#### Given information

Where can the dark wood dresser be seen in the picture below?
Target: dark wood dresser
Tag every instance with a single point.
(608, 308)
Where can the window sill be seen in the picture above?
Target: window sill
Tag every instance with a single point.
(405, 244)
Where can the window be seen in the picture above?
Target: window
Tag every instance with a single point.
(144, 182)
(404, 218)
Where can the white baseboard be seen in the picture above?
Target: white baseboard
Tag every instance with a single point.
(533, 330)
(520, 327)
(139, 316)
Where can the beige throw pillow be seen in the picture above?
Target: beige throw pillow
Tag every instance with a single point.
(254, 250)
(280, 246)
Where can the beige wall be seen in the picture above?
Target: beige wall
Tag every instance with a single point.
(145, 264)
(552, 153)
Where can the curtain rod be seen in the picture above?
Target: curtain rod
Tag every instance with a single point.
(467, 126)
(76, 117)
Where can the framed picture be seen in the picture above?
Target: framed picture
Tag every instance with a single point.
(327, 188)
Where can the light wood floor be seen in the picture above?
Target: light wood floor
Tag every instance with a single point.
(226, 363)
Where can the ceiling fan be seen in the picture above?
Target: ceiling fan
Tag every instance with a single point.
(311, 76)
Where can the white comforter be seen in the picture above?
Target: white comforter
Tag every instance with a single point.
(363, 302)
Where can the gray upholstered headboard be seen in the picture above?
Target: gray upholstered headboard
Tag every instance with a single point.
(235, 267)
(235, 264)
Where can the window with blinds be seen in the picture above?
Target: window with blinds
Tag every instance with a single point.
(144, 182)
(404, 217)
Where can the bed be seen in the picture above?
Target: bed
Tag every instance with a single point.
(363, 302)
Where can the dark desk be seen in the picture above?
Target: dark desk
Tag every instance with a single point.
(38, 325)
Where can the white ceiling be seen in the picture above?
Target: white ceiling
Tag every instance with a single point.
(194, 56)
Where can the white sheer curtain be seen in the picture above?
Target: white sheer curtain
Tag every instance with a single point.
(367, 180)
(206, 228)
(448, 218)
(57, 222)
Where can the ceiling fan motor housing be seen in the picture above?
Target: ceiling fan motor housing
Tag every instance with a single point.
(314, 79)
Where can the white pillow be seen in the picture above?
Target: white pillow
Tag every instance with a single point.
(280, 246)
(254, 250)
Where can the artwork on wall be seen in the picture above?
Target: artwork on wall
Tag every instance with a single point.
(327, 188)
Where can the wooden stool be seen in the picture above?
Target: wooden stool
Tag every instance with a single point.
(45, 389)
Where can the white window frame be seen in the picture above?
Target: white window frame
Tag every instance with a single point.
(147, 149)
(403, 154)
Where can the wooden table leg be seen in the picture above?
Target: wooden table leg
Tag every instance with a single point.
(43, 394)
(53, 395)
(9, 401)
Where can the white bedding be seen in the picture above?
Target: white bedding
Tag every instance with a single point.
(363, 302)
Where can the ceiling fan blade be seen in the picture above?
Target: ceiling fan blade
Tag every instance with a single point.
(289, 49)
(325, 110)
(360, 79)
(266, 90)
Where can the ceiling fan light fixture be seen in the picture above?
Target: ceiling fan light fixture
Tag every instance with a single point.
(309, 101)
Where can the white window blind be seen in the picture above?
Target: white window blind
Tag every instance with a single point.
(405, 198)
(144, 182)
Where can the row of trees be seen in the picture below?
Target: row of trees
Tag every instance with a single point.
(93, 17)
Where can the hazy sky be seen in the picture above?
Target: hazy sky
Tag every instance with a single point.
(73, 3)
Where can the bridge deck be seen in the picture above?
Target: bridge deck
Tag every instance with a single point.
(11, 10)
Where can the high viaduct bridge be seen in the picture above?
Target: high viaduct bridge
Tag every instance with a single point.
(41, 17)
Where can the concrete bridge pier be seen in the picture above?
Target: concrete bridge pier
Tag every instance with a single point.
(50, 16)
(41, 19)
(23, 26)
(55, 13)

#### Stated task
Reproduce the data in its entirety, matching each character.

#### Answer for the task
Where can the dark wood dresser be seen in the picture below?
Target: dark wood dresser
Tag every instance with a single point.
(608, 308)
Where can the window sill be seen in the picture above?
Target: window sill
Tag every instance with a single point.
(405, 244)
Where can the window be seen in the picture above?
Target: window
Tag every instance with a single point.
(144, 182)
(404, 218)
Where can the white baseboard be seen in the picture above?
Target: white baseboard
Tag every instance with a single point.
(533, 330)
(520, 327)
(139, 316)
Where can the beige throw pillow be seen in the picture above?
Target: beige throw pillow
Tag every instance with a single point.
(254, 250)
(280, 246)
Where can the beige wall be seen in the picture above?
Target: beige wall
Tag every instance with a single point.
(145, 264)
(552, 153)
Where can the curtain rod be seen in the picture above?
Target: curtain rod
Tag every instance with a single point.
(467, 126)
(76, 117)
Where can the framed picture be seen in the picture above?
Target: framed picture
Tag every instance with a single point.
(327, 188)
Where can the light wood floor be seen in the picture above?
Target: light wood floor
Tag every instance with a single point.
(226, 363)
Where can the ceiling fan be seen in the picture above?
Target: ceiling fan
Tag every instance with a single point.
(311, 76)
Where can the white comforter be seen in the picture above?
Target: white comforter
Tag every instance with a single point.
(363, 302)
Where can the gray upholstered headboard be seen in the picture above?
Target: gray upholstered headboard
Tag every instance with a single point.
(235, 267)
(235, 264)
Where can the window with blinds be seen in the picture above?
Target: window with blinds
Tag every instance with a single point.
(144, 182)
(404, 217)
Where can the bed be seen in the picture above?
Target: bed
Tag every instance with a single point.
(363, 302)
Where can the dark desk be seen in the picture above?
Target: dark desk
Tag every instance with a single point.
(38, 325)
Where can the white ceiling be seen in the picture above?
Target: white ceiling
Tag every instance with a single point.
(194, 56)
Where can the white sheer curtain be seen in the picture above?
Target: white sheer curtain
Tag every instance with a single point.
(367, 180)
(206, 228)
(448, 218)
(57, 222)
Where can the ceiling fan motor housing be seen in the picture above?
Target: ceiling fan motor housing
Tag every instance with a single point.
(314, 79)
Where can the white pillow be seen in the picture above?
Target: white pillow
Tag every instance with a single point.
(280, 246)
(254, 250)
Where can the artwork on wall be seen in the picture above?
Target: artwork on wall
Tag every instance with a single point.
(327, 188)
Where can the wooden stool be seen in the picture above?
Target: wooden stool
Tag every instance with a single point.
(45, 389)
Where can the white window frame be seen in the picture above?
Target: white window frame
Tag every instance with a single point.
(147, 149)
(403, 154)
Where can the wooden table leg be seen in the picture above?
Target: wooden table leg
Tag every instance with a single point.
(43, 394)
(53, 395)
(9, 401)
Where can the white bedding be seen in the picture above?
Target: white bedding
Tag every instance with a single point.
(363, 302)
Where can the ceiling fan blade be seen in the picture above?
Target: ceiling fan blade
Tag every instance with a single point.
(289, 49)
(325, 110)
(360, 79)
(266, 90)
Where can the ceiling fan light fixture be seen in the picture above?
Target: ceiling fan light fixture
Tag every instance with a single point.
(309, 101)
Where can the white window blind be seen in the picture above?
Target: white window blind
Tag every instance with a single point.
(405, 198)
(144, 182)
Where can the row of trees be seen in the picture below?
Target: row of trees
Tag every instance with a single point.
(93, 17)
Where can the hazy sky be seen in the picture above?
Target: hazy sky
Tag every instance with a single point.
(73, 3)
Where can the bridge deck be seen in the picture above?
Target: bridge deck
Tag every instance with a single point.
(11, 10)
Where can the high viaduct bridge be seen in the picture above?
Target: high viaduct bridge
Tag every instance with a single point.
(41, 17)
Where can the concrete bridge pier be seen in the picture above?
Target: concrete bridge pier
Tag every instance with a single point.
(50, 16)
(41, 19)
(23, 26)
(55, 13)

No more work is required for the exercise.